__やること__: 庚申講の記事の「2024-06-25 23:17:44 | 民俗学」から「第2条(所在地)この団体を次の所在地に置く。」までを、「規約」を「会則」に替えて書き直してください。

__出典__:
______

Cosmos Factory

伊那谷の境界域から見えること、思ったことを遺します

ある庚申講が廃止された理由

2024-06-25 23:17:44 | 民俗学

 一昨年7月30日に「続・上野庚申総本山を訪れて」を記した。当日、梓川真光寺へ納められた庚申掛軸の調査をした際に、ある廃止された庚申講から納められた資料にわたしの目が留まった。掛軸はなかったが、昭和2年1月と表紙に記された「預金集金帳」と桝、領収書の類と預金通帳、そして規約が入っていた。規約には次のようなことが記されていた。

○小路庚申仲間の会 規約
第1条(名 称)この団体は「○小路庚申仲間の会」と称する。
第2条(所在地)この団体を次の所在地に置く。
        長野県安曇野市○○○
第3条(目 的)この団体は、○小路庚申仲間における信仰・親睦活動を維持していくことを目的とする。
第4条(構成員)この団体の構成員は、○小路庚申仲間の講員をもって組織する。

第5条(役 員)この団体は、次の役員を置く。
        代表者 1名 ○○○○
        役 員 若干名「初当」「後当」の当番とする。
        但し、役員に事故あるときは、会議を開催し改選するものとする。
第6条(運 営)当団体は、講員の輪番制により「初当」「後当」として、年2回祭事を行うものとする。
第7条(財 務)活動に必要な資金については、会費及び負担金等とし、当番がこれを適正に管理し、その都度講員に会計報告するものとする。
第8条(改正) この規約は、講員の過半数の同意をもって、その必要事項を改正することができる。
第9粂(設立年月日)本会の設立年月日は、平成28年2月8日とする。
本規約は、平成28年2月8日初当の席において全講員の過半数の承認をもって成立したことを証する。
        安曇野市○○○ 代表○○○○

以上のような内容であった。平成28年に規約を定めたばかりなのに、廃止された要因の背景に何があったのか、気になっていた。また、規約とともに封入されていたものに、「庚申講」に関する説明文があった。それには次のようなことが記されていた。


庚申講
仲間の結束を固める目的で行われた小さな集団で維持された
庚申の日(60日に一度のかのえ・さる」)にしんぶつを
農家の守り神
語り合い・ごちそうを食べ、お酒を飲み明かすという行事
青面金剛像の掛け塾
 ・目が三つ
 ・腕が4または6本それぞれの手に三さ激・法輪・剣‥弓矢等
 ・傍らに童子を従え・邪気を踏みつけ
 ・農業
 ・天台宗 比叡山の守護神がサルの影響
中国の道教の影響 三尸の虫が棲むという考え方
  上尸‥頭に、中尸‥腹に、下尸・・足に
人の寝ている間に抜け出し玉皇天帝にその人の悪事・罪科を報告
その悪事を天帝は鬼籍という台帳に書き込み、ツミガ5百条になるとその人の死を決める。

______

__データ抜粋__:
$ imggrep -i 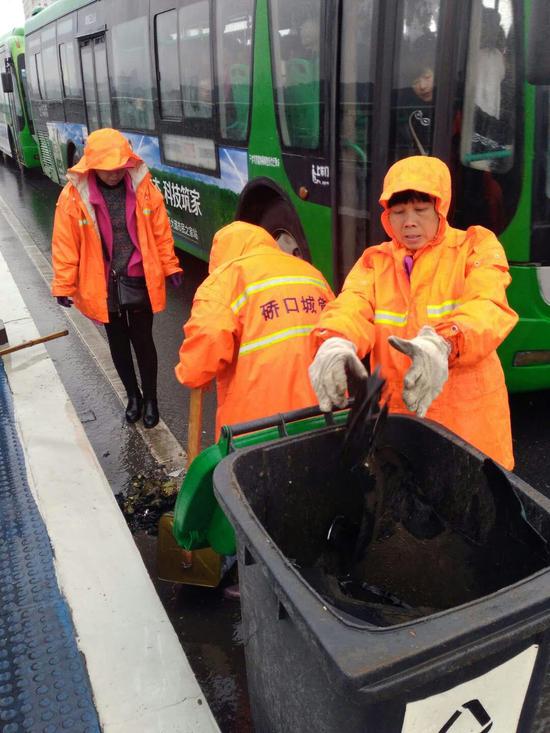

______

__完成例__:
2024-06-25 23:17:44 | 民俗学

 一昨年7月30日に「続・上野庚申総本山を訪れて」を記した。当日、梓川真光寺へ納められた庚申掛軸の調査をした際に、ある廃止された庚申講から納められた資料にわたしの目が留まった。掛軸はなかったが、昭和2年1月と表紙に記された「預金集金帳」と桝、領収書の類と預金通帳、そして会則が入っていた。会則には次のようなことが記されていた。

○小路庚申仲間の会 会則
第1条(名 称)この団体は「○小路庚申仲間の会」と称する。
第2条(所在地)この団体を次の所在地に置く。